■ Exercise details ■
Put every line of the material below into a numbered list, leaving out any blank lines.

(Records of labeled boxes)
++++++++++++++++++++
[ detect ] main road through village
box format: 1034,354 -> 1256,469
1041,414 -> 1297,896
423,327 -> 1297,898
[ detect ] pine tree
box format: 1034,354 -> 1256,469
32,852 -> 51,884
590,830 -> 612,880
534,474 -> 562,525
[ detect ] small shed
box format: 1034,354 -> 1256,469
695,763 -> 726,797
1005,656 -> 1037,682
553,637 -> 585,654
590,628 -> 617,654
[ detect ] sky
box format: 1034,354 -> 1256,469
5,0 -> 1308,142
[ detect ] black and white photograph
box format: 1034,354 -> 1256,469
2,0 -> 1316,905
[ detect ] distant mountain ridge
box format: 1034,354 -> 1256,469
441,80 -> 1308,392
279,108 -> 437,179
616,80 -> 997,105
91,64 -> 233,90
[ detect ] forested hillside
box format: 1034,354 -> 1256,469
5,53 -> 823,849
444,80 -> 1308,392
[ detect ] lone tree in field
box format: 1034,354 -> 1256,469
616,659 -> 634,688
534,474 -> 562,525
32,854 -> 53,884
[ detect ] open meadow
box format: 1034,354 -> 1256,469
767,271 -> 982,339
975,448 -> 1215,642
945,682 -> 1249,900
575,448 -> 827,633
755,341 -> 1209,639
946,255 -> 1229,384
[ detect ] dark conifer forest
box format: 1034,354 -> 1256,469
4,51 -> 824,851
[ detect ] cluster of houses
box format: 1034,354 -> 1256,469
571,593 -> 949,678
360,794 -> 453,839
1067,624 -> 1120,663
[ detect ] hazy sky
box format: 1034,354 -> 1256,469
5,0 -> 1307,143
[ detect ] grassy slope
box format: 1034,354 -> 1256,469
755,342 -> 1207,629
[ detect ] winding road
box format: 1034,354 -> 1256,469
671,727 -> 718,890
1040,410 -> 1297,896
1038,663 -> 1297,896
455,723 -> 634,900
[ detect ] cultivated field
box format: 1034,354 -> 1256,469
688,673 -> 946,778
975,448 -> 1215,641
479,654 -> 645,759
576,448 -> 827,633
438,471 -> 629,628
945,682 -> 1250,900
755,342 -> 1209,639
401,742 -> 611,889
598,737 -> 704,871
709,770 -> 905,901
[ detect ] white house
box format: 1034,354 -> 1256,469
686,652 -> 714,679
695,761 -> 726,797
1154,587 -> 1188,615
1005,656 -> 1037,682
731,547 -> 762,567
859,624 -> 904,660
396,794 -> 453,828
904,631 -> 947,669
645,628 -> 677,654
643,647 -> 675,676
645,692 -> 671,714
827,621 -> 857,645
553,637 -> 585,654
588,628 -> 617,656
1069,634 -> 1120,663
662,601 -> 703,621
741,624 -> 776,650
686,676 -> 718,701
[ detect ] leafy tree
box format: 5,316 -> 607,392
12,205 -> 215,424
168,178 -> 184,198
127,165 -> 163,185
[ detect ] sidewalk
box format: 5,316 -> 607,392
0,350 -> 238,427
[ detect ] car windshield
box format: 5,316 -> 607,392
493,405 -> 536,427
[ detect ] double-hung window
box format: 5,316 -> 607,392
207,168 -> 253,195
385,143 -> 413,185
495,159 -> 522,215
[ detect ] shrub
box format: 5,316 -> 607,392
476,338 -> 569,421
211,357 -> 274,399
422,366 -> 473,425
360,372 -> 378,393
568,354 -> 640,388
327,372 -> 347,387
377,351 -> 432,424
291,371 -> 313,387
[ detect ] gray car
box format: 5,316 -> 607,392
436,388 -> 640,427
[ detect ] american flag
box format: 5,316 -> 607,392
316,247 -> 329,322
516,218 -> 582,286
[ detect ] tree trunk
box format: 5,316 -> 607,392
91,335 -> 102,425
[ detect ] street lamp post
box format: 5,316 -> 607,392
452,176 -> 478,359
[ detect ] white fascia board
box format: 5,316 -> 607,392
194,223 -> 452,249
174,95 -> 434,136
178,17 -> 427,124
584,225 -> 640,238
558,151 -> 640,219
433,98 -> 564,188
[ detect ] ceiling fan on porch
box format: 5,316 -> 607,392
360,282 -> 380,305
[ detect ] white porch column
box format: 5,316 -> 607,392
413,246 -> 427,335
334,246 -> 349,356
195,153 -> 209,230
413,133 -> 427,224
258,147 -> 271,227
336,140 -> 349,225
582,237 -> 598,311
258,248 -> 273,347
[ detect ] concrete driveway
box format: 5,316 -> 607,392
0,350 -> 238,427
++++++++++++++++++++
■ Solution to the problem ■
1. [ detect ] main road through village
2. box format: 1034,354 -> 1256,469
3. 1041,414 -> 1297,896
4. 423,327 -> 1297,898
5. [ detect ] pine tree
6. box format: 1034,354 -> 1256,469
7. 32,852 -> 51,884
8. 590,830 -> 612,880
9. 534,474 -> 562,525
10. [ detect ] small shed
11. box format: 1034,354 -> 1256,469
12. 695,763 -> 726,797
13. 1005,656 -> 1037,682
14. 553,637 -> 585,654
15. 590,628 -> 617,654
16. [ detect ] sky
17. box format: 1034,354 -> 1256,469
18. 5,0 -> 1308,142
19. [ detect ] black and white photograph
20. box format: 1034,354 -> 1256,469
21. 2,0 -> 1316,905
22. [ detect ] distant mountain ridge
23. box format: 1034,354 -> 1256,469
24. 441,80 -> 1308,392
25. 279,108 -> 437,179
26. 616,80 -> 997,105
27. 91,64 -> 233,90
28. [ detect ] forested hillside
29. box format: 1034,354 -> 1256,469
30. 5,53 -> 823,849
31. 444,80 -> 1308,392
32. [ detect ] lone tree in field
33. box format: 1034,354 -> 1256,469
34. 616,659 -> 634,688
35. 534,474 -> 562,525
36. 32,854 -> 53,884
37. [ detect ] open meadow
38. box format: 1034,354 -> 1256,469
39. 767,271 -> 982,339
40. 975,448 -> 1215,642
41. 945,682 -> 1249,900
42. 575,448 -> 827,633
43. 755,341 -> 1209,639
44. 946,255 -> 1229,384
45. [ detect ] dark conifer forest
46. box format: 1034,354 -> 1256,469
47. 4,51 -> 824,851
48. [ detect ] cluster of houses
49. box format: 1034,354 -> 1256,469
50. 571,593 -> 949,678
51. 360,794 -> 453,839
52. 1067,624 -> 1120,663
53. [ detect ] hazy sky
54. box format: 1034,354 -> 1256,469
55. 5,0 -> 1307,143
56. [ detect ] grassy slope
57. box format: 1034,354 -> 1256,469
58. 755,342 -> 1207,629
59. [ detect ] winding road
60. box format: 1034,354 -> 1256,469
61. 671,727 -> 718,890
62. 1040,410 -> 1297,896
63. 1038,663 -> 1297,896
64. 455,723 -> 634,900
65. [ detect ] cultivated field
66. box format: 1034,354 -> 1256,469
67. 688,673 -> 946,778
68. 975,448 -> 1215,641
69. 479,654 -> 645,759
70. 576,448 -> 827,633
71. 438,471 -> 629,628
72. 945,682 -> 1250,900
73. 755,342 -> 1209,639
74. 401,742 -> 611,889
75. 598,737 -> 704,871
76. 709,770 -> 905,901
77. [ detect ] white house
78. box format: 1034,354 -> 1256,469
79. 686,652 -> 714,679
80. 695,761 -> 726,797
81. 1154,587 -> 1188,615
82. 1005,656 -> 1037,682
83. 731,547 -> 762,567
84. 859,624 -> 904,660
85. 396,794 -> 453,828
86. 904,631 -> 947,669
87. 645,628 -> 677,654
88. 643,647 -> 675,676
89. 645,692 -> 671,714
90. 827,621 -> 857,645
91. 553,637 -> 585,654
92. 588,628 -> 617,656
93. 1069,634 -> 1120,663
94. 662,601 -> 703,621
95. 741,624 -> 776,650
96. 686,676 -> 718,701
97. [ detect ] leafy tree
98. box format: 5,316 -> 607,392
99. 12,205 -> 215,424
100. 168,178 -> 184,198
101. 127,165 -> 163,185
102. [ detect ] sidewalk
103. box format: 5,316 -> 607,392
104. 0,350 -> 238,427
105. [ detect ] car windshield
106. box format: 5,316 -> 607,392
107. 493,405 -> 536,427
108. [ detect ] double-hung window
109. box format: 5,316 -> 607,392
110. 207,168 -> 253,195
111. 385,143 -> 413,185
112. 495,159 -> 522,215
113. [ detect ] shrub
114. box format: 5,316 -> 607,392
115. 476,338 -> 569,421
116. 211,357 -> 274,399
117. 422,366 -> 473,425
118. 360,372 -> 378,393
119. 568,354 -> 640,388
120. 327,372 -> 347,387
121. 377,351 -> 432,424
122. 291,371 -> 313,387
123. [ detect ] gray car
124. box format: 5,316 -> 607,392
125. 436,388 -> 640,427
126. [ detect ] american flag
127. box format: 5,316 -> 607,392
128. 316,247 -> 329,322
129. 516,218 -> 582,286
130. [ detect ] tree trunk
131. box format: 5,316 -> 607,392
132. 91,335 -> 102,425
133. [ detect ] street lamp post
134. box format: 5,316 -> 607,392
135. 452,176 -> 478,359
136. [ detect ] white fascia board
137. box format: 5,316 -> 607,392
138. 194,223 -> 452,249
139. 174,95 -> 434,136
140. 178,17 -> 427,124
141. 584,225 -> 640,238
142. 558,151 -> 640,219
143. 433,98 -> 564,188
144. [ detect ] ceiling fan on porch
145. box format: 5,316 -> 607,392
146. 360,282 -> 380,305
147. [ detect ] white porch column
148. box format: 5,316 -> 607,392
149. 413,246 -> 427,335
150. 334,246 -> 349,356
151. 195,153 -> 209,230
152. 413,133 -> 427,224
153. 258,147 -> 271,227
154. 336,140 -> 349,225
155. 582,237 -> 598,311
156. 258,248 -> 273,347
157. [ detect ] concrete driveway
158. box format: 5,316 -> 607,392
159. 0,350 -> 238,427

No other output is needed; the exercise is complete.